#### Source passage:
King County Volunteer Program
Volunteers are monitoring Ames Lake starting in the Spring of each year.
This year Bill Ramsey and Claire Bonilla are volunteering.
REPORT AN ALGAE BLOOM
If you see a suspected algae bloom take a photo and describe what you see and where and contact us (King County, and Ames Lake Community Club Board) and we can coordinate the best way to get a sample to the lab.
Chris Knutson Water Quality Planner/Project Manager IIchris.firstname.lastname@example.org
Normally algae blooms are not toxic but there is no way to know for sure without testing so please take appropriate level of caution and if you see something, report it so it can be tested!
In general...for you and your pets
Avoid contact with algae. Avoid swallowing water while swimming. Take a bath or shower with warm soapy water after coming in contact with lake water.
How can you help prevent algae blooms
2021 WATER TESTING REPORT
The key takeaways from the 2021 monitoring season are:
• Ames Lake continued to have fairly clear water, with low nutrient concentrations and algal growth.

#### Given information:

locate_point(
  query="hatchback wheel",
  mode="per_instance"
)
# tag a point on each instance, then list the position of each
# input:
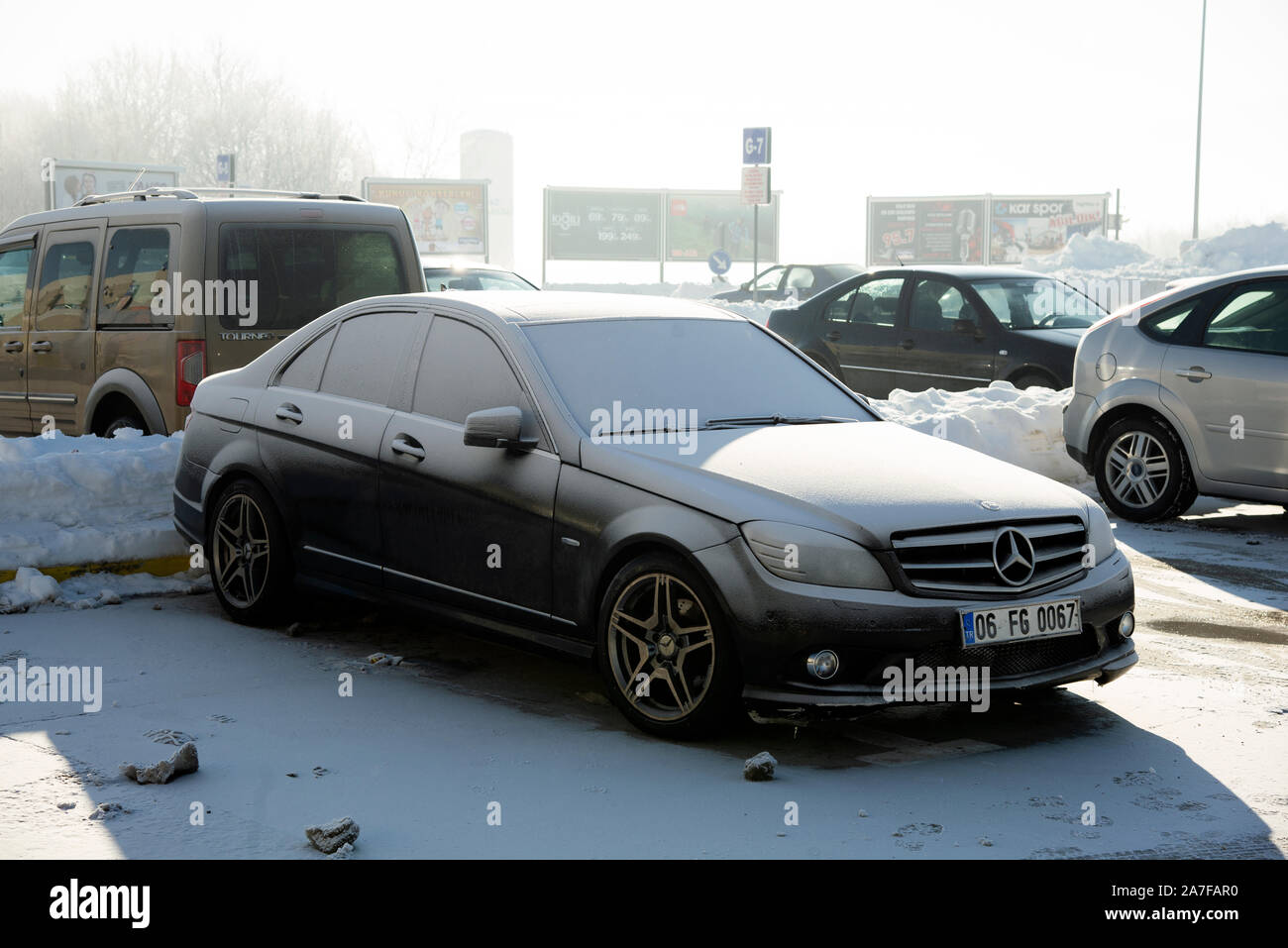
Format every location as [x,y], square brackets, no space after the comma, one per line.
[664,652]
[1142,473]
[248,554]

...

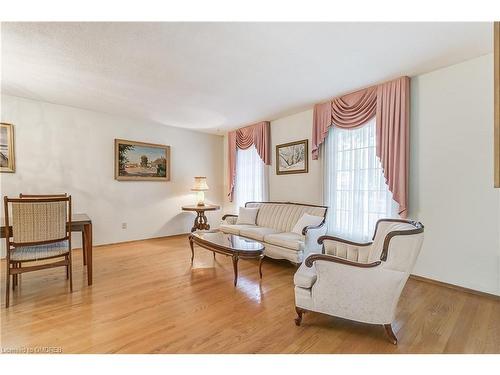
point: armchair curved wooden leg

#### Your assignment:
Carry on the Ames Lake monitoring text above, starting after its last bullet point.

#### Reply:
• An algal bloom was sampled for toxin testing in May and June. Toxin testing found microcystin and anatoxin present in the June samples, at concentrations well below the Washington State Recreational Guidelines.
2020 WATER TESTING REPORT
The key takeaways from the 2020 monitoring season are:
Ames Lake continued to have fairly clear water, with low nutrient concentrations and algal growth.
An algal bloom was sampled for toxin testing in August 2020. No algal toxins were detected in the samples.
"Nitrogen-to-phosphorus (N:P) ratios were above 25 for most of the monitoring season. This indicates a low likelihood for the algal community to be dominated by cyanobacteria (which have the ability to produce toxins)."